[REQUIRED WORK]
- 1) From the comments on Trump's base, list the worker affectations that small business owners and mid-upper management types are said to take on.
- 2) Write the next part of the comments on Trump's base, picking up after their final sentence.

[TEXT UNDER STUDY]
[Start of Attachment]
Another word for those people is "Idiots". Trumps base lives off racism. Anyone who did not understand this from the start basically deserves being hit by it. This includes both the idiots who did vote for Trump as well as the idiots who did not care to vote. I'm really sorry for all the other people who will fall victims of this political desaster, though.
This attitude consistently surprises me because it isn’t some complex, nuanced topic that takes years of study to understand. The racism has been about as obvious as possible since long before Trump. Don’t try and tell me how smart you are when you’re just discovering that, huh, the Republican Party doesn’t seem to like brown people.
Stop associating Trump with the working class. MAGA is a petite bourgeois movement. Workers don't go for Trump because they're racists, they go for Trump because their boss likes Trump and they're a little politically backward, and that's for a whole host of cultural and institutional reasons.
One thing that is interesting to me is how small business owners or like mid-upper management types will take on all these worker affectations like trucks, country music, cowboy hats, etc. but don't get it twisted, one exploits and the other is exploited, and the worker who needs their boss to survive, aspires to be like him. And their boss has huge trump flags everywhere, signs in their yard, and he seems like someone just like me!
[End of Attachment]
[EXTRACTED MATERIAL]
[Start of Attachment]
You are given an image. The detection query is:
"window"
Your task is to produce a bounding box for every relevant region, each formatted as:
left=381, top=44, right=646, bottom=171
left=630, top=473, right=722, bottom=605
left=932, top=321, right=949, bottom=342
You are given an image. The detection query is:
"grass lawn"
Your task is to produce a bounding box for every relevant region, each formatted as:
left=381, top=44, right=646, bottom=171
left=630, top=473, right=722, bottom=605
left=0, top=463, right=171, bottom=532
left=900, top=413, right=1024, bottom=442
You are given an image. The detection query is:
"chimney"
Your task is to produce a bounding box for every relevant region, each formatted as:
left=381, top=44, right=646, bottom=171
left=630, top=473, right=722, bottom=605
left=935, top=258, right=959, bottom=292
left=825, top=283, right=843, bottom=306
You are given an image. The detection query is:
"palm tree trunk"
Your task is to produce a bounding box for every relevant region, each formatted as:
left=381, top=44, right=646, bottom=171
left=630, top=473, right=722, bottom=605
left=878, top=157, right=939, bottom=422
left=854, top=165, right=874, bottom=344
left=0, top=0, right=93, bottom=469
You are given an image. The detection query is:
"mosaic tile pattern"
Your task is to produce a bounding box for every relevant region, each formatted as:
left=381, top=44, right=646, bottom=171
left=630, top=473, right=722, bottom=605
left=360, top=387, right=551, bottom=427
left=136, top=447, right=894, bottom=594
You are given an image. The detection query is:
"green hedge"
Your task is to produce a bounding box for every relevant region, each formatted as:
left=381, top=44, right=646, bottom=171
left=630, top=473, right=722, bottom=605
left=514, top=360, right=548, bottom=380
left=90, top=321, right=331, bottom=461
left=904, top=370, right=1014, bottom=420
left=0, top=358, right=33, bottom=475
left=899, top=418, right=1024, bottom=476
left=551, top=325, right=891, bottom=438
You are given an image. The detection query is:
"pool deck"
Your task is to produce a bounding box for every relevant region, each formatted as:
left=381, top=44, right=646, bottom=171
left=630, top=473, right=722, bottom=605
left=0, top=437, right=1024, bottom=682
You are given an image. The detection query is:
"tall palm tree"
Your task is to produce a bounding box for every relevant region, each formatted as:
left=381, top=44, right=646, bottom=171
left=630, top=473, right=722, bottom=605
[End of Attachment]
[OUTPUTS IN ORDER]
- 1)
- trucks
- country music
- cowboy hats

- 2)
no no, let’s just pretend that everyone left of ultra-right are neoliberals… a very narrowly defined political ideology… everything else just falls under the straw man of neoliberalism…
I understand not listening to liberals. I try not to listen to them whenever possible, but Trump is obviously worse than them, in essentially every way.
It's like people have this natural tendency to support whoever stands in opposition to the people they don't like, regardless of whether or not they are any better. Like people think, "hmm, I don't really like liberals, and this Trump fella says he doesn't like liberals either, therefore he must be good." You can't do a little more critical thinking thank that?
I understand not listening to liberals. I try not to listen to them whenever possible, but Trump is obviously worse than them, in essentially every way.
She doesn't mean liberal in the economic sense, she means liberal/progressive in social sense.